(Data items)
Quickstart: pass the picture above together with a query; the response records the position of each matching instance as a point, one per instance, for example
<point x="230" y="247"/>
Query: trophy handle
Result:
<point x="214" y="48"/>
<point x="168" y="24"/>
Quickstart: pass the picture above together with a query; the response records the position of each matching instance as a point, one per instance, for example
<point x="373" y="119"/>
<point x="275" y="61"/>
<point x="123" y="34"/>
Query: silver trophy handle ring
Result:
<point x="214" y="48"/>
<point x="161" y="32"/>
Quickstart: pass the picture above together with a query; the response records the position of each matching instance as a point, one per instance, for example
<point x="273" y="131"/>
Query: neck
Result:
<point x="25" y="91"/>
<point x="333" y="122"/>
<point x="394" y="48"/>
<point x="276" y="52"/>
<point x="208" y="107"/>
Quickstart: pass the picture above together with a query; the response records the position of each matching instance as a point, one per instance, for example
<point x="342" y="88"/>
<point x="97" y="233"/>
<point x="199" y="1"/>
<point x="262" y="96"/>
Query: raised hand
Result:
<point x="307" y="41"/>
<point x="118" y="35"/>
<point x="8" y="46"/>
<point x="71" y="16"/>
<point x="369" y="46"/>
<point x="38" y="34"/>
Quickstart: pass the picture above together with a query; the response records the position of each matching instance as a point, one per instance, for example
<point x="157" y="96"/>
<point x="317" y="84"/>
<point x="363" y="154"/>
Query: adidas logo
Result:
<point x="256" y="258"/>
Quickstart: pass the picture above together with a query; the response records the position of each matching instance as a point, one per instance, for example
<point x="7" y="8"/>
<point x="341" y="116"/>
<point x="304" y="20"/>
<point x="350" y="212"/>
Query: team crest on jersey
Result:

TASK BRIEF: Quote every entry exactly.

EXERCISE RESULT:
Quickstart: pass the picture above together with a query; the response records the position of each matching instance as a point, one per instance, for example
<point x="230" y="247"/>
Query: trophy handle
Result:
<point x="214" y="48"/>
<point x="168" y="24"/>
Quickstart: pass the picture above together with a query; the response records the position of each matching instance as a point, one per instance, for example
<point x="373" y="119"/>
<point x="275" y="61"/>
<point x="123" y="34"/>
Query: silver trophy handle ring
Result:
<point x="214" y="48"/>
<point x="161" y="32"/>
Quickstart: pass the picture above together with a query; the response records the position of each matching instance as a point, one per instance, for example
<point x="273" y="131"/>
Query: neck
Result:
<point x="25" y="91"/>
<point x="333" y="122"/>
<point x="394" y="48"/>
<point x="276" y="52"/>
<point x="208" y="107"/>
Quickstart: pass the picture above together with a query; the response records the position of each matching instance as a point, one per instance, for example
<point x="342" y="88"/>
<point x="97" y="233"/>
<point x="199" y="1"/>
<point x="262" y="96"/>
Query: raised hand
Result:
<point x="307" y="41"/>
<point x="118" y="35"/>
<point x="8" y="46"/>
<point x="71" y="16"/>
<point x="369" y="46"/>
<point x="38" y="34"/>
Quickstart: pass the picture above together with a query; the response records the position of each matching instance as a point, one per instance, for example
<point x="157" y="96"/>
<point x="317" y="84"/>
<point x="363" y="154"/>
Query: adidas logo
Result:
<point x="256" y="258"/>
Quickstart: pass the picture above together with a query; the response records the position of each matching instance as a point, one per instance, for example
<point x="7" y="8"/>
<point x="341" y="116"/>
<point x="304" y="20"/>
<point x="350" y="212"/>
Query: team crest on jersey
Result:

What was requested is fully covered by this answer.